:: Text provided

High Court delays decision on Netanyahu's legal right to form a new government
January 10, 2020
(JNS)—Following a preliminary hearing on Tuesday by Israel’s High Court of Justice on the question of whether an indicted lawmaker can be tasked with forming a government, a three-judge panel ruled that a decision will be handed down at a future date.
The hearing followed a petition filed by 67 citizens with academic, security and culture backgrounds arguing that even though Israeli law allows a prime minister to continue serving in his position until proven guilty in court—and even until all appeals are exhausted—the same law should not permit a candidate under indictment to be tasked with forming a government and becoming prime minister.
Netanyahu submitted a letter to the court on Monday countering the basis of the petition, writing: “In a democracy, the people decide who leads them and no one else. Otherwise, it’s not a democracy. This petition is an attempt to drag the court into an issue which is not under the court’s jurisdiction. The respectable court has no authority in this matter, and the issue should not have been brought before it. It should have been left to the decision of the voters. For this reason alone, the petition must be rejected out of hand.”
Netanyahu added that the law already specifies that a prime minister “can serve until convicted in a final ruling for transgressions that carry with them moral turpitude... There is no reason to veer from this constitutional principle, outlined in the Basic Law and in an explicit law only because a specific prime minister is not liked by the petitioners.”
He is not alone in his rejection of the court dealing with this issue. Political leaders on all sides of the spectrum have criticized the petition. One of Netanyahu’s political opponents, Knesset member Ofer Shelah of the Blue and White Party, told JNS, “In my opinion, it would be best for the courts not to invalidate Netanyahu from putting together a government. It is best for the public to make this decision and not the court.”
Professor Yedidia Stern, vice president of the progressive Israel Democracy Institute, told JNS that “it would be far-reaching judicial activism to establish that the president cannot give the mandate to form a government to someone who the citizens of the country vote for, assuming that they vote in high numbers of Netanyahu. It is better for decisions regarding who the country’s leader will be to remain in the hands of the citizens and not the legal system.”
Stern added that if Netanyahu wins the next election, “I believe the president should not be held back from giving [him] the mandate to form the next government even while under indictment.”

::::
:: Information shown

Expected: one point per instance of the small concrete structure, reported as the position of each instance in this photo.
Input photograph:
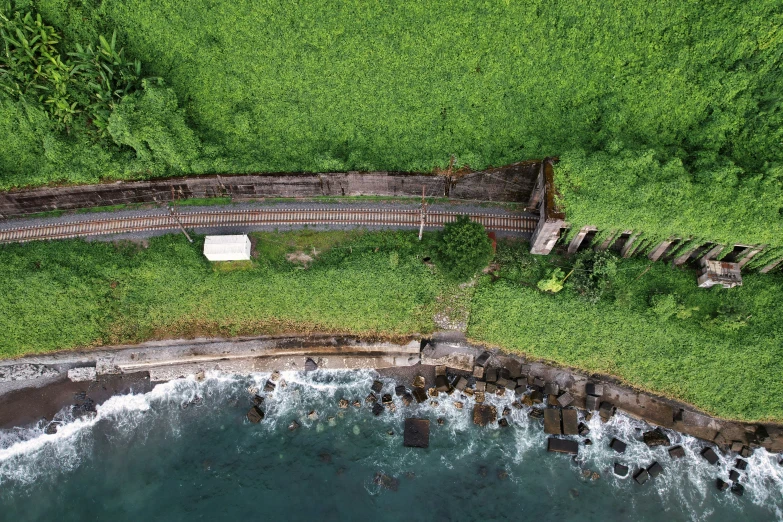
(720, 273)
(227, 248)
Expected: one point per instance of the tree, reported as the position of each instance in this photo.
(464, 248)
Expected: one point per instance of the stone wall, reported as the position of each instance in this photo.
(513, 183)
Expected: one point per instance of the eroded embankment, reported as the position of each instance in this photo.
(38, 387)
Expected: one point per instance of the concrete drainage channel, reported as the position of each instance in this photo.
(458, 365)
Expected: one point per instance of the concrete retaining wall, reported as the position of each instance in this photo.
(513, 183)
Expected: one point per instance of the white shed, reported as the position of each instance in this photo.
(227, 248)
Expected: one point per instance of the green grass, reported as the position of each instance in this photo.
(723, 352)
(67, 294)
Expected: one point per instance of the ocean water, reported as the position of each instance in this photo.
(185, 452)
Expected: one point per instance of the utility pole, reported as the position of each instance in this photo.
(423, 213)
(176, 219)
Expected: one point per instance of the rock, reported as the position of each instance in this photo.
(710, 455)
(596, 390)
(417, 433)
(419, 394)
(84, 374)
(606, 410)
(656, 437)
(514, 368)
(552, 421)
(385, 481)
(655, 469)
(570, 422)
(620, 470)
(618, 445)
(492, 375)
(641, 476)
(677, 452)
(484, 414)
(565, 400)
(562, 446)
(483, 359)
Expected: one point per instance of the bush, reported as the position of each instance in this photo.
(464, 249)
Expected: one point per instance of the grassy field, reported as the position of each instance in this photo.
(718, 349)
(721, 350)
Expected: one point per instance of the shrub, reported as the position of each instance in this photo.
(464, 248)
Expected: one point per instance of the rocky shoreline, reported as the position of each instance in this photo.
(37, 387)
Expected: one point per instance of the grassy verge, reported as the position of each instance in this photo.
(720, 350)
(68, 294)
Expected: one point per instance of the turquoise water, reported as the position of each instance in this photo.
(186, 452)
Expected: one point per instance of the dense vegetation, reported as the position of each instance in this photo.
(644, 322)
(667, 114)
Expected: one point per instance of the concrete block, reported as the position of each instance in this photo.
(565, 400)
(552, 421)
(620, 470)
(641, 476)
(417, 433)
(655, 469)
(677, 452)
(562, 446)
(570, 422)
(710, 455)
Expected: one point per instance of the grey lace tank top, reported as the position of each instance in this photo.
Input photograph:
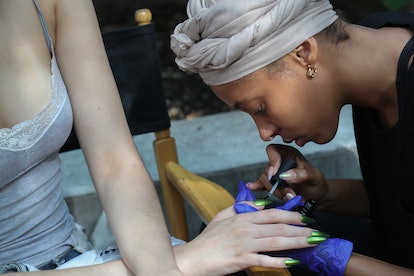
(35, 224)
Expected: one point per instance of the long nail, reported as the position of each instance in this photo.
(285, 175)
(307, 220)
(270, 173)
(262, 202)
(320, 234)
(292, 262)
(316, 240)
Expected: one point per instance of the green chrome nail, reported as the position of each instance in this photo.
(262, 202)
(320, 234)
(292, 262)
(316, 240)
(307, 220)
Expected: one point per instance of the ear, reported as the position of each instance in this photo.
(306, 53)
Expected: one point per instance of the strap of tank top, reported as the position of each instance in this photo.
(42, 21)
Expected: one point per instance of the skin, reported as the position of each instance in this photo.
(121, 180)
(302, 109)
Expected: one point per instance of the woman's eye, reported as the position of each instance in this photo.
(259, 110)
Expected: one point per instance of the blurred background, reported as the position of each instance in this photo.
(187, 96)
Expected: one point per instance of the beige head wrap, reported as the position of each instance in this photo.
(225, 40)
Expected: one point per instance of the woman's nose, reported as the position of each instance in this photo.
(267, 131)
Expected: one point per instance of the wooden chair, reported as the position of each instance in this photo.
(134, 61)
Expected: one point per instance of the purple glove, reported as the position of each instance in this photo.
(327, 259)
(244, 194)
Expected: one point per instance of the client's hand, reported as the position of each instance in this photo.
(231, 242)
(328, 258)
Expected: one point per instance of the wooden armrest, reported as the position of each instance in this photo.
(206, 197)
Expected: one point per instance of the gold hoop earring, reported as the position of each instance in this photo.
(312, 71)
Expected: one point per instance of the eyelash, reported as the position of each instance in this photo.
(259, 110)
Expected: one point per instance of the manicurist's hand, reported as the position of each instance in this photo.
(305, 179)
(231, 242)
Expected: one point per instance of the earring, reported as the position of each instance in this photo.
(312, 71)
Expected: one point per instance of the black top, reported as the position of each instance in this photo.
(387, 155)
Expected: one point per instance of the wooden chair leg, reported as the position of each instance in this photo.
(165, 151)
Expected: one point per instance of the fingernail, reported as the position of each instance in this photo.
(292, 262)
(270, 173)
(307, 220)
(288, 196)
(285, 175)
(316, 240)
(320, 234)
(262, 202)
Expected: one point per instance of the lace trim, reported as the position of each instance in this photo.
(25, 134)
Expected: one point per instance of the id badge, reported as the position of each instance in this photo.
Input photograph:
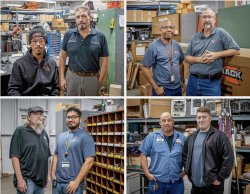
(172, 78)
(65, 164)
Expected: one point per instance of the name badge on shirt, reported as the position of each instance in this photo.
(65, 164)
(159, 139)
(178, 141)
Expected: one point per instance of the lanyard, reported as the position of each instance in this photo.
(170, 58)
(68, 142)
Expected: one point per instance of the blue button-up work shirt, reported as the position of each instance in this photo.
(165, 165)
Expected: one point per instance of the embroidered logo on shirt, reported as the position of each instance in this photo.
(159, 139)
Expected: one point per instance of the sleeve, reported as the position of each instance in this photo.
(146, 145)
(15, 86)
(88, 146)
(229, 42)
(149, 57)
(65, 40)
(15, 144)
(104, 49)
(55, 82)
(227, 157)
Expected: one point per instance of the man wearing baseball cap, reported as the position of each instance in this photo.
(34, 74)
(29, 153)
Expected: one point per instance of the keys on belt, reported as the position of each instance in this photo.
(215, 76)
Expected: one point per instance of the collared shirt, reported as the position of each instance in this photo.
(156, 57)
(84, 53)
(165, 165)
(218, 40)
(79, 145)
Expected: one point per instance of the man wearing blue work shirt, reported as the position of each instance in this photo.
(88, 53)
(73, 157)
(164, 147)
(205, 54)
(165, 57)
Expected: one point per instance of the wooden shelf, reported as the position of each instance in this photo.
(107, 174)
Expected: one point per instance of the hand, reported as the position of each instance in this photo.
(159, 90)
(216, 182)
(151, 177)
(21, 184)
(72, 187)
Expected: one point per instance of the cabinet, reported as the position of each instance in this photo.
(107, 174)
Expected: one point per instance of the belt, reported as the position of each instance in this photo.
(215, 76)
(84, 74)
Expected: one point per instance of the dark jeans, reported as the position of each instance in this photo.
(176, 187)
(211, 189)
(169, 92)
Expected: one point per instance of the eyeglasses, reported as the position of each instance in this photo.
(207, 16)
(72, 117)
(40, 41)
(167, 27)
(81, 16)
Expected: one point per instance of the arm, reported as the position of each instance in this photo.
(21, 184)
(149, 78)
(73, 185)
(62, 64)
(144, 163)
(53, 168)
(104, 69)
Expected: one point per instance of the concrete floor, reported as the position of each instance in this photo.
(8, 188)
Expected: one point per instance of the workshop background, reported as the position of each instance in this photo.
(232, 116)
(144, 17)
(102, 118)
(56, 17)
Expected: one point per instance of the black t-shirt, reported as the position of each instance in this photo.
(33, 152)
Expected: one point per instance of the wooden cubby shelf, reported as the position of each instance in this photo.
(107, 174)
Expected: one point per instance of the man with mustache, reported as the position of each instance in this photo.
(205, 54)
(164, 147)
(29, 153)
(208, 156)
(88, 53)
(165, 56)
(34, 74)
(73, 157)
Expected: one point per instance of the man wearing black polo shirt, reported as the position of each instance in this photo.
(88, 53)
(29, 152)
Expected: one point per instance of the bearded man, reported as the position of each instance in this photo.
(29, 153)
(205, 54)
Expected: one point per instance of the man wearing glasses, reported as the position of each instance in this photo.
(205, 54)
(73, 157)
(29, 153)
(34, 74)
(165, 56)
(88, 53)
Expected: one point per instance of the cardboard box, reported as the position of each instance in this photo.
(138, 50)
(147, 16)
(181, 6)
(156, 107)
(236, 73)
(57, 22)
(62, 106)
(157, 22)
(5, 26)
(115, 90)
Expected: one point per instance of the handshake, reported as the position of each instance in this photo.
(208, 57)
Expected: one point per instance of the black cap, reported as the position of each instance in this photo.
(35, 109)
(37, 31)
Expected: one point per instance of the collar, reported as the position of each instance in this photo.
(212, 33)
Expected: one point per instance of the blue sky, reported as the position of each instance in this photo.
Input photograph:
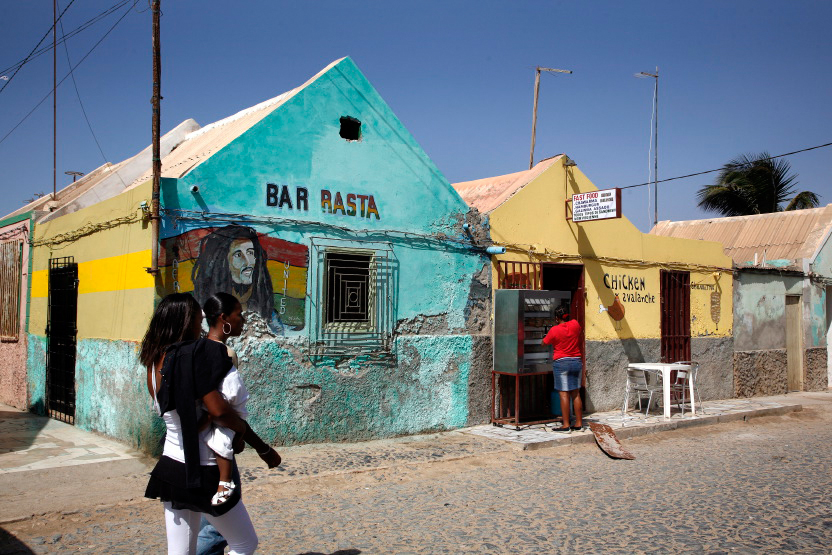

::::

Aim of the task: Extend the article on the High Court petition over Netanyahu's right to form a government, picking up after its final paragraph.

Result of the task:
Professor Aviad HaCohen, president of the Shaarei Meida U’Mishpat Academy and an expert in constitutional law who has argued cases before the Supreme Court, said on Monday that “given the politically explosive nature of this case, one can assume that the judges will listen to the petitioners, but it would be best for them to make their decision after the March election.”
He noted that at this point, such a ruling would be purely “theoretical,” as Netanyahu has yet to win the election.
Even once it is no longer theoretical, HaCohen said, the court should be careful not to overstep its boundaries.
“In general, I think that the courts should do whatever it can to refrain from dealing with subjects which are mostly political and societal and not law,” he said.
Meanwhile, Israel’s Attorney General Avichai Mandelblit has declined a court request to issue his opinion on the matter due to the theoretical nature of such an opinion. He said that he would issue an opinion only if Netanyahu wins the election, and the president then considers tasking him with forming a government.
The petitioners, on the other hand, have argued that voters deserve the right to know whether or not Netanyahu will be allowed to form a government before they go to the polls.
Members of the Likud Party have stated that should the court invalidate Netanyahu from forming a future government, the Knesset can employ a mechanism to overturn the ruling.
Knesset member Miki Zohar said that “if the High Court makes the scandalous decision to mix into politics and prohibit Netanyahu from forming a government, we will pass the override clause,” which refers to a bill that would allow a Knesset majority to overrule a decision made by the court.